::: LISTED RECORDS

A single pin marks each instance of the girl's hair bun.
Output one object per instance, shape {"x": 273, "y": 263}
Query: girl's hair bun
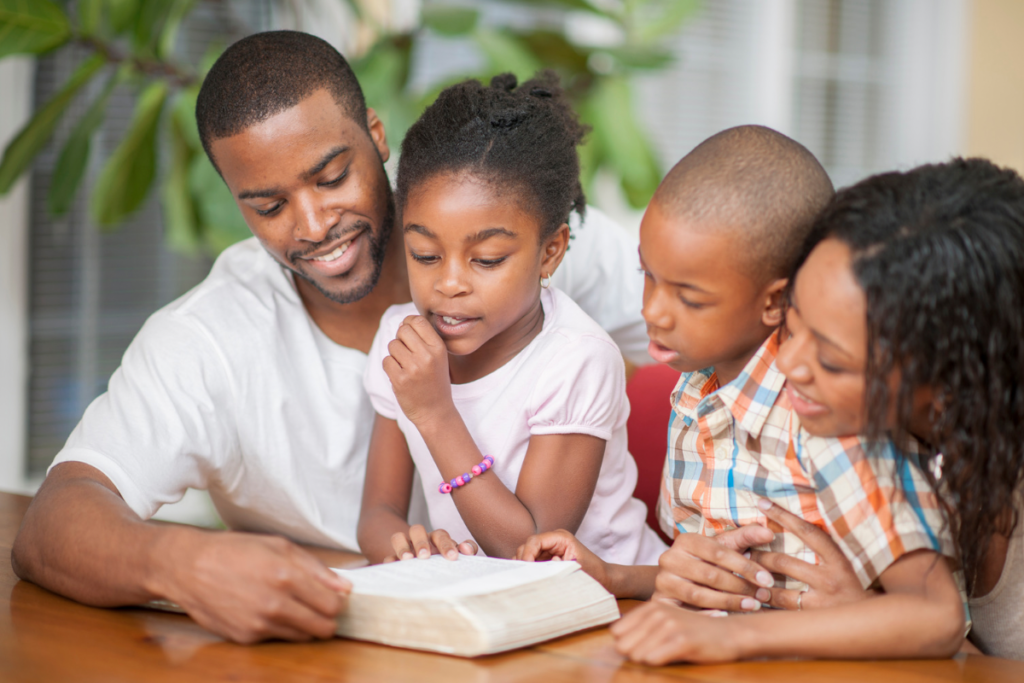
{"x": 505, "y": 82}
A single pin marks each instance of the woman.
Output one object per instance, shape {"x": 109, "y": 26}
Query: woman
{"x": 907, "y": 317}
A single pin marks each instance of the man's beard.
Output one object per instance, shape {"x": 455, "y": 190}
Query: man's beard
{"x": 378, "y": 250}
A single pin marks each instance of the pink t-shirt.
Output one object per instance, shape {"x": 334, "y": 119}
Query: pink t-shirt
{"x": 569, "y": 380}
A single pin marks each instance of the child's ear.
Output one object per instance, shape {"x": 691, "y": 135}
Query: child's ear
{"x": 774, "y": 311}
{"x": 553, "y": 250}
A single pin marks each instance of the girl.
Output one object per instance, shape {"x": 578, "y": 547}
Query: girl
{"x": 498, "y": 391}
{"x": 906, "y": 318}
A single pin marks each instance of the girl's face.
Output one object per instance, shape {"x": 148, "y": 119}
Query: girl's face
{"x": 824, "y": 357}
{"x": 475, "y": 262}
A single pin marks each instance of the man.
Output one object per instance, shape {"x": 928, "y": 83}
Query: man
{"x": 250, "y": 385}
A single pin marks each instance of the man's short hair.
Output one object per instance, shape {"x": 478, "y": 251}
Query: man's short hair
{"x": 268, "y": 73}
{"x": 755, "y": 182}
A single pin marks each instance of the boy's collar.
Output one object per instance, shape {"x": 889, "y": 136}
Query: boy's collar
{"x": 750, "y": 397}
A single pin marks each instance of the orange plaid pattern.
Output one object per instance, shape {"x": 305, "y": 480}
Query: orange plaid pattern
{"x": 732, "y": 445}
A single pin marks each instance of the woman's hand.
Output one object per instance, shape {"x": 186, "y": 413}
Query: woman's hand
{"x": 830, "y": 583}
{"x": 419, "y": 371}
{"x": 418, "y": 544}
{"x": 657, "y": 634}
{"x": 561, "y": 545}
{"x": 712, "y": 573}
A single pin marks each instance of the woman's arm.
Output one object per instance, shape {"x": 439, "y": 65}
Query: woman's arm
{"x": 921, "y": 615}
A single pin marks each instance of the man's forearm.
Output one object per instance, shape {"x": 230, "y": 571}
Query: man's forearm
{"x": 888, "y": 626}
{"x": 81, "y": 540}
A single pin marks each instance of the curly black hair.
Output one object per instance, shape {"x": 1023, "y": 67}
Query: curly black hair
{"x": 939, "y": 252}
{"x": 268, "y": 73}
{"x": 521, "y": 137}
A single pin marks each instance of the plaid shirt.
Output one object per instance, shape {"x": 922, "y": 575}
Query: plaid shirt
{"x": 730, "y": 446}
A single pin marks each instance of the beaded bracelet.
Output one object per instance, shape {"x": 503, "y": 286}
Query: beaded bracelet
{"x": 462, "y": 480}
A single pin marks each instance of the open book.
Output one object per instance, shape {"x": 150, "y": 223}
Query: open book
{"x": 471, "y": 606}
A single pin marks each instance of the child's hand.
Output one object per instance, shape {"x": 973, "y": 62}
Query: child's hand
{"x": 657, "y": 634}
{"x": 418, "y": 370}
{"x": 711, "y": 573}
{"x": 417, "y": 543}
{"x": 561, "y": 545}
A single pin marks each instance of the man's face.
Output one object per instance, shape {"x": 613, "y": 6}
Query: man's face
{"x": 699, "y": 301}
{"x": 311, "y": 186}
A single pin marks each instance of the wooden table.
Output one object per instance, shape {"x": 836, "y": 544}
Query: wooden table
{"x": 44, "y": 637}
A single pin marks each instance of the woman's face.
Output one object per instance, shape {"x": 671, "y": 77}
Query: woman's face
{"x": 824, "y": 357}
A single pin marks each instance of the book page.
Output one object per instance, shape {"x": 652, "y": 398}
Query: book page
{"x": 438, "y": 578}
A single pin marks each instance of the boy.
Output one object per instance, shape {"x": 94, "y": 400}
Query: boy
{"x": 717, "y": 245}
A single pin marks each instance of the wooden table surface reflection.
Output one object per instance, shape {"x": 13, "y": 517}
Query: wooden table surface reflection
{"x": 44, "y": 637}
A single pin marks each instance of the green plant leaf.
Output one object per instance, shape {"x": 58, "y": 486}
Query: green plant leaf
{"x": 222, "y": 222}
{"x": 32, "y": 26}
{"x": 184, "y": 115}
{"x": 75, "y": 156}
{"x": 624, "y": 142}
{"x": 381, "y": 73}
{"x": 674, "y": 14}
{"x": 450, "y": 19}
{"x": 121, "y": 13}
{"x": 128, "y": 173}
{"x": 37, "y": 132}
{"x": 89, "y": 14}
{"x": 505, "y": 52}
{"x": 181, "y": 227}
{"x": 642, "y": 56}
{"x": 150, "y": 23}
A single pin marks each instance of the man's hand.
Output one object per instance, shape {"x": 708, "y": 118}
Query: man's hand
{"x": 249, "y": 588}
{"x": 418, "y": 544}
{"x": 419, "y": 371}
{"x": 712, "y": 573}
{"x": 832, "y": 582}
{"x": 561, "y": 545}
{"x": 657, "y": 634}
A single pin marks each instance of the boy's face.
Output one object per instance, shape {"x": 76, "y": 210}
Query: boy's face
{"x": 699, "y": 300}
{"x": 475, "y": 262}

::::::

Quote exactly what appears from the line containing "A single pin marks each instance of the woman's face." through the final line of the listing above, including both of those lines.

A single pin marks each instance of the woman's face.
Output one object per instance, shape {"x": 671, "y": 77}
Query: woman's face
{"x": 824, "y": 357}
A single pin marks each instance of the book page.
Output one object per instance, shape {"x": 652, "y": 398}
Query: book page
{"x": 438, "y": 578}
A single pin marks each instance of the boy.
Output one object per instance, shape {"x": 94, "y": 400}
Query: boy
{"x": 717, "y": 245}
A single pin marks each instance of the wooden table surface reflection.
Output one object per instance, shape {"x": 13, "y": 517}
Query: wooden table surface reflection
{"x": 44, "y": 637}
A single pin marks each instance of the green plant leaf.
Output one object per instance, shape {"x": 58, "y": 486}
Query: green plant leaf
{"x": 222, "y": 222}
{"x": 32, "y": 26}
{"x": 184, "y": 115}
{"x": 75, "y": 156}
{"x": 624, "y": 142}
{"x": 381, "y": 73}
{"x": 674, "y": 14}
{"x": 450, "y": 19}
{"x": 121, "y": 13}
{"x": 128, "y": 173}
{"x": 37, "y": 132}
{"x": 89, "y": 14}
{"x": 505, "y": 52}
{"x": 181, "y": 227}
{"x": 642, "y": 56}
{"x": 150, "y": 23}
A single pin marks each instance of the man's hand.
Output one object per instance, shape {"x": 708, "y": 118}
Query: man's hand
{"x": 249, "y": 588}
{"x": 418, "y": 544}
{"x": 419, "y": 371}
{"x": 712, "y": 573}
{"x": 832, "y": 582}
{"x": 561, "y": 545}
{"x": 657, "y": 634}
A single pin marks each instance of the boy's face.
Output one object per instance, shape {"x": 76, "y": 210}
Query: boy's face
{"x": 699, "y": 300}
{"x": 475, "y": 262}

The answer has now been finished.